— WRITTEN TASK 1 —
Could you restate word for word the stretch of the 10-string bass thread from "ZOMG!! I'd love" through "upgrades. If you get it, let us know all about it."?

START TEXT SEGMENT

# Nice 10 string bass



## yevetz (Aug 3, 2007)

NEW PRO TENNESSEE BRAND 10 STRING ELECTRIC BASS - (item 190135602342 end time Aug-03-07 20:15:00 PDT)


----------



## All_¥our_Bass (Aug 3, 2007)

ZOMG!! I'd love to have that!!

 BRUTAL!!


----------



## guitarjitsumaster (Aug 3, 2007)

Those have always looked kinda dodgy to me. Rosewood bridge? I find that kinda scary. The string spacing also looks suspicious. Then Chrome tennessee tuners hmmm. Although it may be cool with some upgrades. If you get it, let us know all about it.


----------



## Groff (Aug 3, 2007)

holy crap!


----------



## yevetz (Aug 3, 2007)

guitarjitsumaster said:


> If you get it, let us know all about it.



No if I will get it ................I will do it maybe after 1.5 years pased 

coz now I am saving for 7620 and after this I want upgrade my Squier VII and Epiphone LP 7 ........after this I want 2228 .........and maybe then I will buy that bass


----------



## angus (Aug 3, 2007)

"Nice" is not the word. "POS" is.

The larger strings will NEVER intonate on that bass. EVER.


----------



## yevetz (Aug 5, 2007)

angus said:


> "Nice" is not the word. "POS" is.
> 
> The larger strings will NEVER intonate on that bass. EVER.


----------



## Ishan (Aug 5, 2007)

Nonintonable bridge yuck!! it looks crappy, I'd rather buy a Galveston 8 strings, as it gots good review and looks better.
Click me plz!

END TEXT SEGMENT

— WRITTEN TASK 2 —
Can you output the rows below as a JSON list of strings, one string per line with blank lines skipped, covering only the stretch from the line containing "TARGET = blue face mask" through the last row, both ends included? Leave the pictures out of the list.

START PROVIDED MATERIAL

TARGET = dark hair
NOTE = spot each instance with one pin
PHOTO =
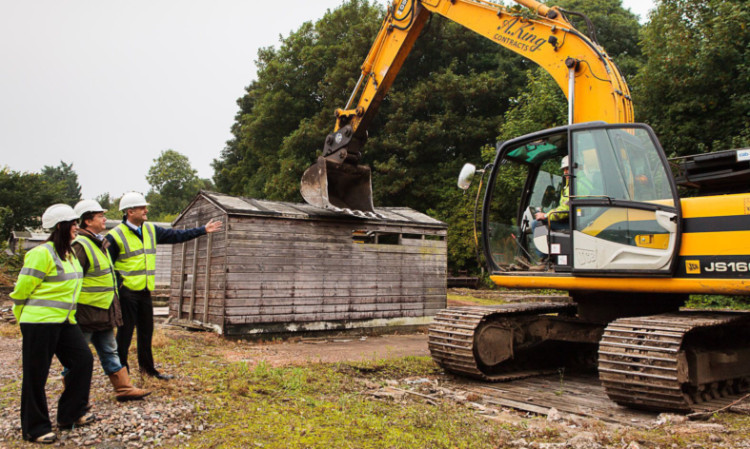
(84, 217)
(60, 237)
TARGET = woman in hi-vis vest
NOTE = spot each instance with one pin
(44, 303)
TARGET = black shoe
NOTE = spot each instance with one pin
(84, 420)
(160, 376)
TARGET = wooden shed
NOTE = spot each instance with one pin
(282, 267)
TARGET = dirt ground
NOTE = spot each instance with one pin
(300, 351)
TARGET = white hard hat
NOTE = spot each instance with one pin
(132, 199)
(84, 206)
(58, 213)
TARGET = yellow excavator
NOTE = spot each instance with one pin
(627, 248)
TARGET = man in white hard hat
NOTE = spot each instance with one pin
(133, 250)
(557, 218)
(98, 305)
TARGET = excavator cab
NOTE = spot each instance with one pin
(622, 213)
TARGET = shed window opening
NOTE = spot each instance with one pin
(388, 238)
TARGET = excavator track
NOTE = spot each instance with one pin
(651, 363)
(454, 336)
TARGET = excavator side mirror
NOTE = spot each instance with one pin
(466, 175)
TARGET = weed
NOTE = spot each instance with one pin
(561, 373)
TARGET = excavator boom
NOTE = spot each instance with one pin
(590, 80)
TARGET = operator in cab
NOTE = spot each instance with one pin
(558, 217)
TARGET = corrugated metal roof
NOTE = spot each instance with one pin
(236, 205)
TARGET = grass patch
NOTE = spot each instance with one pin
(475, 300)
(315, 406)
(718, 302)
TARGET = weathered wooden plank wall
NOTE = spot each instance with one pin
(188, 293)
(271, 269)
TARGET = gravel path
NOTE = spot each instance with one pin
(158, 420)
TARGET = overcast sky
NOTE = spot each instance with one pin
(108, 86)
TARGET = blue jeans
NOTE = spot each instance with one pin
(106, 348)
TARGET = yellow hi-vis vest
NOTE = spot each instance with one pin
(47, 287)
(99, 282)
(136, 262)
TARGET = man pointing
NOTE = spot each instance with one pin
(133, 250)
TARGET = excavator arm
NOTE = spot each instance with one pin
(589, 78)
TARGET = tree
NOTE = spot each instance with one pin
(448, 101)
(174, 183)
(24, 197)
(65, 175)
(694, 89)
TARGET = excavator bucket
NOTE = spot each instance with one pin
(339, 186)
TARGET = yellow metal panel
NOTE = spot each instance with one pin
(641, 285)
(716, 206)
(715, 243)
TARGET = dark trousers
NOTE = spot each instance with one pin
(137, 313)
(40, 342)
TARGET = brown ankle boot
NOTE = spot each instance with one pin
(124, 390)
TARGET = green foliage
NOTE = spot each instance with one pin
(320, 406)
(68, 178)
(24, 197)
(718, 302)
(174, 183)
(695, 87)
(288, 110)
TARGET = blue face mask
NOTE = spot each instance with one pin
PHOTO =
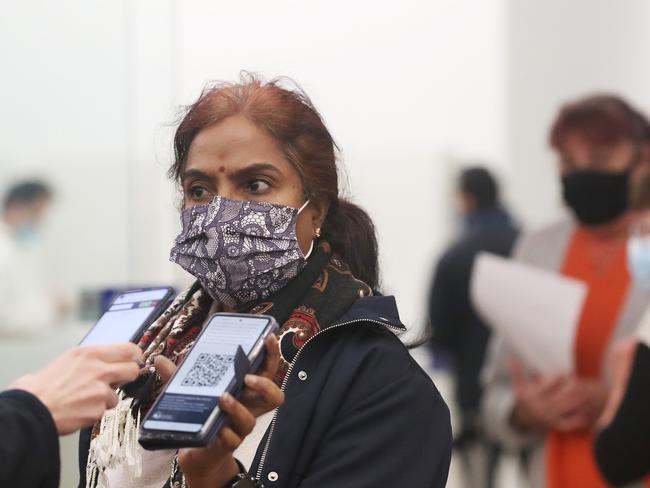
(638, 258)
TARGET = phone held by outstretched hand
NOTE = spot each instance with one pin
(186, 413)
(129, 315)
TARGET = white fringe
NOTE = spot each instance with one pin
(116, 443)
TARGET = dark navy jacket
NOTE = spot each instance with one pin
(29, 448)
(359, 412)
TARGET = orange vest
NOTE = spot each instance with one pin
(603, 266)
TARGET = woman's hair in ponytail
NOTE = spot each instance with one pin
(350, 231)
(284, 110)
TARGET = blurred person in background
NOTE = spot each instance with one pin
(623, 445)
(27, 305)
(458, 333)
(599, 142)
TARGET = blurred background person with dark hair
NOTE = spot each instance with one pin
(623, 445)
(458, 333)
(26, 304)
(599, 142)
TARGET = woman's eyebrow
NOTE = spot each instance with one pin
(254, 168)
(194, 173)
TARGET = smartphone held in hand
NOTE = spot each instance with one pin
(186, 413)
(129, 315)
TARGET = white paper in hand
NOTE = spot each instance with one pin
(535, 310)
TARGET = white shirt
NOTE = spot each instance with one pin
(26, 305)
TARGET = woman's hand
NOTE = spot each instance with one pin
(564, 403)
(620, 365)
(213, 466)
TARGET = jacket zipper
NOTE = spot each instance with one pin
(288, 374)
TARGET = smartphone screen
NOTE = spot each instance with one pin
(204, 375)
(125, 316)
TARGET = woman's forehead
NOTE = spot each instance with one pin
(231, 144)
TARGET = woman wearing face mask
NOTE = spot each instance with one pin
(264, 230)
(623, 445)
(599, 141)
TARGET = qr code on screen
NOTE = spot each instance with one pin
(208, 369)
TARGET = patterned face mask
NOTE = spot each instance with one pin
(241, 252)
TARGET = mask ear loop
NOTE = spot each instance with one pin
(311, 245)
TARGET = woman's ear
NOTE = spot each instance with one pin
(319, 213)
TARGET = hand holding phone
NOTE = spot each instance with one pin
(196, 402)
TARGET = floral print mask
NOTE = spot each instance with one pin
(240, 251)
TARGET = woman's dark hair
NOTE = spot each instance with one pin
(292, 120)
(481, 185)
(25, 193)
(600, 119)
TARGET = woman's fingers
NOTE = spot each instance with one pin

END PROVIDED MATERIAL

— FINAL RESULT 1 —
ZOMG!! I'd love to have that!!

 BRUTAL!!


----------



## guitarjitsumaster (Aug 3, 2007)

Those have always looked kinda dodgy to me. Rosewood bridge? I find that kinda scary. The string spacing also looks suspicious. Then Chrome tennessee tuners hmmm. Although it may be cool with some upgrades. If you get it, let us know all about it.

— FINAL RESULT 2 —
[
  "TARGET = blue face mask",
  "NOTE = spot each instance with one pin",
  "PHOTO =",
  "(638, 258)",
  "TARGET = phone held by outstretched hand",
  "NOTE = spot each instance with one pin",
  "(186, 413)",
  "(129, 315)",
  "TARGET = white fringe",
  "NOTE = spot each instance with one pin",
  "(116, 443)",
  "TARGET = dark navy jacket",
  "NOTE = spot each instance with one pin",
  "(29, 448)",
  "(359, 412)",
  "TARGET = orange vest",
  "NOTE = spot each instance with one pin",
  "(603, 266)",
  "TARGET = woman's hair in ponytail",
  "NOTE = spot each instance with one pin",
  "(350, 231)",
  "(284, 110)",
  "TARGET = blurred person in background",
  "NOTE = spot each instance with one pin",
  "(623, 445)",
  "(27, 305)",
  "(458, 333)",
  "(599, 142)",
  "TARGET = blurred background person with dark hair",
  "NOTE = spot each instance with one pin",
  "(623, 445)",
  "(458, 333)",
  "(26, 304)",
  "(599, 142)",
  "TARGET = woman's eyebrow",
  "NOTE = spot each instance with one pin",
  "(254, 168)",
  "(194, 173)",
  "TARGET = smartphone held in hand",
  "NOTE = spot each instance with one pin",
  "(186, 413)",
  "(129, 315)",
  "TARGET = white paper in hand",
  "NOTE = spot each instance with one pin",
  "(535, 310)",
  "TARGET = white shirt",
  "NOTE = spot each instance with one pin",
  "(26, 305)",
  "TARGET = woman's hand",
  "NOTE = spot each instance with one pin",
  "(564, 403)",
  "(620, 365)",
  "(213, 466)",
  "TARGET = jacket zipper",
  "NOTE = spot each instance with one pin",
  "(288, 374)",
  "TARGET = smartphone screen",
  "NOTE = spot each instance with one pin",
  "(204, 375)",
  "(125, 316)",
  "TARGET = woman's forehead",
  "NOTE = spot each instance with one pin",
  "(231, 144)",
  "TARGET = woman wearing face mask",
  "NOTE = spot each instance with one pin",
  "(264, 230)",
  "(623, 445)",
  "(599, 141)",
  "TARGET = qr code on screen",
  "NOTE = spot each instance with one pin",
  "(208, 369)",
  "TARGET = patterned face mask",
  "NOTE = spot each instance with one pin",
  "(241, 252)",
  "TARGET = mask ear loop",
  "NOTE = spot each instance with one pin",
  "(311, 245)",
  "TARGET = woman's ear",
  "NOTE = spot each instance with one pin",
  "(319, 213)",
  "TARGET = hand holding phone",
  "NOTE = spot each instance with one pin",
  "(196, 402)",
  "TARGET = floral print mask",
  "NOTE = spot each instance with one pin",
  "(240, 251)",
  "TARGET = woman's dark hair",
  "NOTE = spot each instance with one pin",
  "(292, 120)",
  "(481, 185)",
  "(25, 193)",
  "(600, 119)",
  "TARGET = woman's fingers",
  "NOTE = spot each instance with one pin"
]